** Supplied data **
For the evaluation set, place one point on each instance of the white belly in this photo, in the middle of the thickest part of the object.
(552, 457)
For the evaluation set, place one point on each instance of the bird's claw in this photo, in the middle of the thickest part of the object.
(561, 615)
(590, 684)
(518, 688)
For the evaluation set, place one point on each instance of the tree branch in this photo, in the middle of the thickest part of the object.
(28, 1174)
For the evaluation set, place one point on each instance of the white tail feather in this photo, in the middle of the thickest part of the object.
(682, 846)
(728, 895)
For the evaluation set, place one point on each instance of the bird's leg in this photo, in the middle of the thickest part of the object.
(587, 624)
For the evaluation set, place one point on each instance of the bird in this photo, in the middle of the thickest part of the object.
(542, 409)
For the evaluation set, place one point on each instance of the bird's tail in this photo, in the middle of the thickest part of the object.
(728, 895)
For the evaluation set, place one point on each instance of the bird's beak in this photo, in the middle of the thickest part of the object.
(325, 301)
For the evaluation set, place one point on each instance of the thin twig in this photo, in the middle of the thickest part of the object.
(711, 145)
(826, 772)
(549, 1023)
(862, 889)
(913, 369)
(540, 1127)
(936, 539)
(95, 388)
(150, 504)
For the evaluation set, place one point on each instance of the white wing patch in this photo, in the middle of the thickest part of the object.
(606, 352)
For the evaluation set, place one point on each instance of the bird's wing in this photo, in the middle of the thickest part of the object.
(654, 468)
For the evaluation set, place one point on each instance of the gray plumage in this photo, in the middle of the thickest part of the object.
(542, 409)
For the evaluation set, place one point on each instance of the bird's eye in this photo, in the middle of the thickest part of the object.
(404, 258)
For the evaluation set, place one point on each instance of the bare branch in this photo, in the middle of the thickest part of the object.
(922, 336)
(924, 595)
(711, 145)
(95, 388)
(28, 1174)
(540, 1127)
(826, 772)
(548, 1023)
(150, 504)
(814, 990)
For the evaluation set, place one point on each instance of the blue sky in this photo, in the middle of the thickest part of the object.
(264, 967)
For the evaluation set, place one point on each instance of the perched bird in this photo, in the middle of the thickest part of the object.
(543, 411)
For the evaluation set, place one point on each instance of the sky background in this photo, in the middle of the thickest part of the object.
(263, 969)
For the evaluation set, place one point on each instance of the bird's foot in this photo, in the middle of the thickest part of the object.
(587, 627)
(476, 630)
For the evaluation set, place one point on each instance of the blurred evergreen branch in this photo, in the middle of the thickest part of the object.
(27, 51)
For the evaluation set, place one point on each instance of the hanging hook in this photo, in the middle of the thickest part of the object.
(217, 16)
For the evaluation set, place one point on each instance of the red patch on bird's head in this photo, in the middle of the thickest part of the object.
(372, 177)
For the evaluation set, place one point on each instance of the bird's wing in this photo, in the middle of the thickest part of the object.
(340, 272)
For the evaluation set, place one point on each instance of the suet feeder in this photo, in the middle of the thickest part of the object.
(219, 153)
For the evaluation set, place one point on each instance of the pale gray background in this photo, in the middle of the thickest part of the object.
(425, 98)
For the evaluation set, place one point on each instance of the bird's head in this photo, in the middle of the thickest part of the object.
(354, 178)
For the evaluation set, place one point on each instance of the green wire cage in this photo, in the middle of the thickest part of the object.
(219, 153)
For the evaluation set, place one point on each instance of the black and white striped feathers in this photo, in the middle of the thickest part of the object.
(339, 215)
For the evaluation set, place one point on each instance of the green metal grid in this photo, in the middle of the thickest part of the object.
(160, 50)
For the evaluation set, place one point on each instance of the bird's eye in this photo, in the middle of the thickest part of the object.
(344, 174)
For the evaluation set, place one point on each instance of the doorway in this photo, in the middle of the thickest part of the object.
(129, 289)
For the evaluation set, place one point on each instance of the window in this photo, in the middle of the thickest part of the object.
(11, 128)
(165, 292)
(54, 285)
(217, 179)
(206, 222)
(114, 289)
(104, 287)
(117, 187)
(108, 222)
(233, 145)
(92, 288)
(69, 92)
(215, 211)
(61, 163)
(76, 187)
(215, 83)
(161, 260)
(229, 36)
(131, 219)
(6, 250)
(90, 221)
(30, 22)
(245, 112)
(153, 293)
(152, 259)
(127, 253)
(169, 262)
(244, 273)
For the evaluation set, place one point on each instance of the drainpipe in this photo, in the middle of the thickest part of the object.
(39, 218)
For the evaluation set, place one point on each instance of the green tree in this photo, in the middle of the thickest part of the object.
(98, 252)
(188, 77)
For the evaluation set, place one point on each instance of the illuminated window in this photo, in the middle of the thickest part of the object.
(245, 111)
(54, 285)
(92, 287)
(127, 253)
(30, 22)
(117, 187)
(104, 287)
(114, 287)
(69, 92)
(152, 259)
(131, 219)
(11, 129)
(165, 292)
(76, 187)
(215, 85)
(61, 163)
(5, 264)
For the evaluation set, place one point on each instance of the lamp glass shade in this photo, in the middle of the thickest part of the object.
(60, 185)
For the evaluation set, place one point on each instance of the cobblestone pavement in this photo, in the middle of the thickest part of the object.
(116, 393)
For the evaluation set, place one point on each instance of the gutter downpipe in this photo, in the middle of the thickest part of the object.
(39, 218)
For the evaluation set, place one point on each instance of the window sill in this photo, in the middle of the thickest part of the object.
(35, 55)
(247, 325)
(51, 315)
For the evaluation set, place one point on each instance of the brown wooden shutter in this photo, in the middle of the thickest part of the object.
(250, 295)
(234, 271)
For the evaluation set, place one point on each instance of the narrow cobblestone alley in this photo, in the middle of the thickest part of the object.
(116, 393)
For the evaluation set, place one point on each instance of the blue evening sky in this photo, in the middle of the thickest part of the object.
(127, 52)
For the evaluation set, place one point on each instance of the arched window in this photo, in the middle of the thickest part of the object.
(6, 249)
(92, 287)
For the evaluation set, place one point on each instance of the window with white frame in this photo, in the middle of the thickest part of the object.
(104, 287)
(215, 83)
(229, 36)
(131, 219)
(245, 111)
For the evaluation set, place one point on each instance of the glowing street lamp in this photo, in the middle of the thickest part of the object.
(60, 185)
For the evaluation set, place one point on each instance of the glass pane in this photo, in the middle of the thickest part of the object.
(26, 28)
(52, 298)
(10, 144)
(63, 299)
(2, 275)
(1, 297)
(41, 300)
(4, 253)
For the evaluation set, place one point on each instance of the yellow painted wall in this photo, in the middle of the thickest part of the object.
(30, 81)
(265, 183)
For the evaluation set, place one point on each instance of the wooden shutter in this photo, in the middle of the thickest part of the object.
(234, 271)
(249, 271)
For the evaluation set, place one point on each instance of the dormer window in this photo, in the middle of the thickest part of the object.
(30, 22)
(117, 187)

** Your goal **
Copy all of the data above line for line, without changing a single character.

** Answer to the task **
For the evaluation set, place one point on each instance of the white belly in this photo, in the middle of the thickest part of the object.
(552, 457)
For the evaluation set, place one point on each instance of the bird's claw in this photo, in the middle of the thickest part of the object.
(561, 615)
(590, 684)
(518, 688)
For the evaluation set, place one point on each instance of the tree branch in this photo, in the middle of the thickest part of the object.
(28, 1174)
For the evaluation set, place one point on each instance of the white tail feather in this photo, in the middle of the thickest part of the object.
(682, 846)
(728, 895)
For the evaluation set, place one point on each instance of the bird's leg in this photo, in the middle of the thickest part of the object.
(587, 624)
For the evaluation set, place one point on each instance of the bird in this photo, in the middle of the thickest part of the object.
(542, 409)
For the evaluation set, place one point on each instance of the bird's tail in this photo, in the middle of the thickest part of the object.
(728, 895)
For the evaluation set, place one point on each instance of the bird's beak in this photo, in the middle of the thickest part of the object.
(325, 301)
For the evaluation set, place one point on each instance of the thin twig in this photo, in the middle of the thickest part of the object.
(711, 145)
(826, 772)
(549, 1023)
(862, 889)
(913, 369)
(540, 1127)
(936, 539)
(95, 388)
(150, 504)
For the evaluation set, place one point on each instance of the white wing patch in this photo, in the middle of the thickest part of the object.
(606, 352)
For the evaluation set, place one point on each instance of the bird's wing in this photo, in the middle of the thickest part of the object.
(654, 468)
For the evaluation set, place one point on each instance of the gray plumage in this photo, in the middle of the thickest part of the object.
(542, 409)
For the evaluation set, place one point on each instance of the bird's eye in this photo, in the middle of the thickest part of the object.
(404, 258)
For the evaluation set, place one point on each instance of the bare branch in this photo, in the middle of the thickest part of the object.
(922, 336)
(924, 595)
(711, 145)
(95, 388)
(28, 1174)
(540, 1127)
(826, 772)
(548, 1023)
(150, 504)
(814, 990)
For the evaluation set, place one point on each instance of the blue sky in this photo, in the middle of the thickest part of the object.
(264, 967)
For the evaluation set, place one point on each instance of the perched bird in this photo, in the middle of the thickest part of the object.
(543, 411)
For the evaluation set, place one point on each instance of the sky background in this photo, in the middle of the thickest part of the object.
(263, 969)
For the evaluation set, place one point on each instance of the bird's foot in this photo, in the middle of the thickest part of the object.
(587, 627)
(476, 630)
For the evaluation set, place one point on each instance of the blurred evergreen branch in this photo, in the middle of the thickest part of the object.
(27, 51)
For the evaluation set, place one point on each instance of the hanging hook in this photo, in the middle of the thickest part of the object.
(217, 16)
For the evaluation set, place one point on each instance of the red patch on bird's head in this photo, in the middle of the thickest part of the object.
(372, 177)
For the evaluation set, place one point on each instance of the bird's wing in this photo, in the middle of the thickest part of the object.
(340, 272)
For the evaluation set, place one point on each instance of the suet feeder in this photo, in the middle of the thickest part of the object.
(219, 153)
For the evaluation set, place one point on each instance of the pale gray background in this photo, in the middle of the thickest part of the object.
(425, 98)
For the evaluation set, place one point on each instance of the bird's head in this photo, in the middle of the thickest part of the object.
(354, 178)
For the evaluation set, place one point on each instance of the green wire cage in this photo, in the middle of the thickest part of the object.
(219, 153)
For the evaluation set, place one point on each instance of the black and white striped feathers in this photo, in the middle of the thickest part of the object.
(339, 215)
For the evaluation set, place one point on each instance of the green metal grid in this photo, in the middle of the thickest part of the object.
(160, 50)
For the evaluation set, place one point on each instance of the bird's eye in this photo, in the middle of the thickest part of the object.
(344, 174)
For the evaluation set, place one point on each instance of the doorway in this photo, in the middle of the thickest part of the object.
(129, 289)
For the evaluation set, place one point on each instance of the window in this photo, in the middle of the thickest part of the object.
(11, 128)
(165, 292)
(54, 285)
(217, 179)
(206, 222)
(114, 289)
(104, 287)
(117, 187)
(108, 222)
(233, 145)
(92, 288)
(69, 92)
(215, 211)
(61, 163)
(76, 187)
(215, 83)
(161, 260)
(229, 36)
(131, 219)
(6, 250)
(90, 221)
(30, 22)
(245, 112)
(153, 293)
(152, 259)
(127, 253)
(169, 262)
(244, 273)
For the evaluation set, place one point on each instance of the drainpipe in this photo, in the middle of the thickest part of the object.
(39, 218)
For the evaluation set, place one point on each instance of the green tree in this photo, in the middle of the thickest part of the object.
(98, 252)
(188, 77)
For the evaluation set, place one point on each instance of the illuminated window in this photo, in the middle of the thickest part of the object.
(245, 111)
(54, 285)
(92, 287)
(127, 253)
(30, 22)
(117, 187)
(104, 287)
(114, 287)
(69, 92)
(152, 259)
(131, 219)
(11, 129)
(165, 292)
(76, 187)
(215, 85)
(61, 163)
(5, 264)
For the evaluation set, place one point on each instance of the lamp glass shade in this photo, in the middle of the thickest part of the object.
(60, 185)
For the evaluation set, place one point on each instance of the cobblestone pavement in this photo, in the middle of the thickest part of the object.
(116, 393)
For the evaluation set, place one point on each instance of the gutter downpipe in this photo, in the middle of the thickest part of the object.
(39, 218)
For the evaluation set, place one point on each instance of the window sill in this photo, in the middle of the thickest part of the object.
(35, 55)
(247, 325)
(51, 315)
For the evaluation set, place one point on each instance of the brown wooden shutter in this photo, in the middle of the thickest part of the object.
(250, 295)
(234, 271)
For the evaluation set, place one point on each instance of the narrow cobblestone alley in this photo, in the middle of the thickest part of the object.
(116, 393)
For the evaluation set, place one point on each instance of the blue evening sky in this photo, in the middle of the thickest part of the object.
(127, 52)
For the evaluation set, place one point on each instance of the arched window in this photo, in the middle of the thickest part of the object.
(6, 249)
(92, 287)
For the evaluation set, place one point on each instance of the window with white frame in this photo, in the middle of the thickest part of the object.
(104, 287)
(215, 83)
(229, 36)
(131, 219)
(245, 111)
For the evaluation set, place one point on each instance of the glowing street lamp in this photo, in the middle of the thickest part of the object.
(60, 185)
For the evaluation set, place one point on each instance of the glass pane in this photo, in the middle of the thickest part of the object.
(26, 28)
(52, 298)
(10, 144)
(63, 299)
(2, 275)
(1, 297)
(41, 300)
(4, 253)
For the evaluation set, place one point on each instance of the yellow painted wall in this photo, in the middle of the thickest part of the object.
(30, 81)
(265, 183)
For the evaluation set, place one point on each instance of the wooden shutter in this photo, in the middle of the thickest part of the object.
(234, 271)
(249, 271)
For the evaluation set, place one point on each instance of the dormer window in this photo, in the middle of the thickest part of the object.
(30, 22)
(117, 187)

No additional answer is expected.